_PROBLEM DESCRIPTION_
Reproduce word for word the portion of the passage on exercise and hair loss between "It is important" and "loss as well.", inclusive.

_TEXT PASSAGE_
........

Men and women can suffer from hair loss, but usually for different reasons and in different areas. Complete hair loss which leads to baldness happens more in men and is usually considered irreversible.
General hair loss happens more often in women and is caused by many factors, such as hormonal changes, mental stress, diet, and various illnesses. While baldness starts on the sides of the forehead and the center of the scalp, hair loss can happen everywhere.
It is important for anyone who experiences hair loss to consult a medical professional to understand what the possible causes are and how to treat them. Many types of hair loss are reversible with treatments that can stop the loss and renew growth.
One factor that can have a strong impact on hair health and growth, for better or for worse, is exercise.
How does exercise affect hair?
Physical activity is known to improve blood flow to cells and tissues in the body which is important for hair health because the increased blood flow contributes to opening pores in the scalp. This enriches hair follicles with the nutrients necessary for their growth and maintenance.
Studies also show that physical activity releases endorphins, chemicals that help relax and reduce stress. Since hair loss is often caused by stress, reducing stress through exercise can be a way to reduce hair loss as well.
However, intense physical activity can also have the opposite intended effect and actually cause temporary hair loss as it disrupts the natural hair growth cycle and can also damage the delicate hair follicles.
This is especially true of physical activities that cause a person to sweat since the salt in sweat and regularly accumulating salt on the scalp can damage hair health over time.
Exercises that are good - and bad - for hair health
A study conducted in 2001 found a connection between increased blood flow in the scalp and thicker and stronger hair. Since then, additional studies have been conducted that suggest that aerobic physical activity such as cycling, light running, fast walking, and swimming can increase the production of red blood cells, and improve blood circulation.
These activities can reduce cortisol, a hormone that causes stress. A study published in 2015 in the journal PLOS One found that aerobic fitness training can reduce cortisol levels in people who exercise by an average of 42 percent on the day of exercise and at lower rates in the days after.

........

_SOURCE DATA_
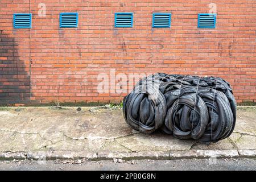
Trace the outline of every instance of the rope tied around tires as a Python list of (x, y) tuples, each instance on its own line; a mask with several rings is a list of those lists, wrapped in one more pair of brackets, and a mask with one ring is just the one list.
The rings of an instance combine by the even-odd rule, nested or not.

........

_SOLUTION FOR THIS TASK_
It is important for anyone who experiences hair loss to consult a medical professional to understand what the possible causes are and how to treat them. Many types of hair loss are reversible with treatments that can stop the loss and renew growth.
One factor that can have a strong impact on hair health and growth, for better or for worse, is exercise.
How does exercise affect hair?
Physical activity is known to improve blood flow to cells and tissues in the body which is important for hair health because the increased blood flow contributes to opening pores in the scalp. This enriches hair follicles with the nutrients necessary for their growth and maintenance.
Studies also show that physical activity releases endorphins, chemicals that help relax and reduce stress. Since hair loss is often caused by stress, reducing stress through exercise can be a way to reduce hair loss as well.